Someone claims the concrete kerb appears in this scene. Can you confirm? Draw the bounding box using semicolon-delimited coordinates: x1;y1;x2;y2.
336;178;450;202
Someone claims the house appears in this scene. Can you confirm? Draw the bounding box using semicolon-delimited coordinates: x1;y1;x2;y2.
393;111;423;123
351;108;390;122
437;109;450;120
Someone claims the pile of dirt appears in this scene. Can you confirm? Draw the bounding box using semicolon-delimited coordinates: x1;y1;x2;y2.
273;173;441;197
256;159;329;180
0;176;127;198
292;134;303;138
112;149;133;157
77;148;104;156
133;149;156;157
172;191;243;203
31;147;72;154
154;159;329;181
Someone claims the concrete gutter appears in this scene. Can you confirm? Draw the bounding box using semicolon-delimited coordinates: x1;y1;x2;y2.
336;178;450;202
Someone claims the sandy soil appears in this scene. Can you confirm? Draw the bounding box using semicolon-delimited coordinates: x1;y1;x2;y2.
- - - - -
Problem: Take the material above and return all of it exactly.

Output for this task:
Someone claims the concrete kerb appears in this scene. Can you confirm? Draw the bounding box using semicolon-delimited coordinates: x1;y1;x2;y2.
336;178;450;202
Someone claims the house appears in this scene. Can you confirm? Draw the bounding box using semicolon-delimited coordinates: x1;y1;x2;y2.
393;111;423;123
351;108;390;122
437;109;450;120
Someone claims the pile of dirt appears in this scene. Can you confirm? Draw the bounding box using semicolon-delimited coordinates: x1;y1;x2;y2.
273;173;441;197
256;159;329;180
0;176;127;198
292;134;303;138
112;149;133;157
77;148;104;156
133;149;156;157
172;191;243;203
31;147;72;154
154;159;329;181
Someone claims the concrete gutter appears in this scene. Can you confirm? Draw the bounding box using semicolon-delimited coordinates: x1;y1;x2;y2.
336;178;450;202
Someone claims the sandy soil appears in this scene. Can you confirm? Draw the bounding box using semicolon-delimited coordinates: x1;y1;x2;y2.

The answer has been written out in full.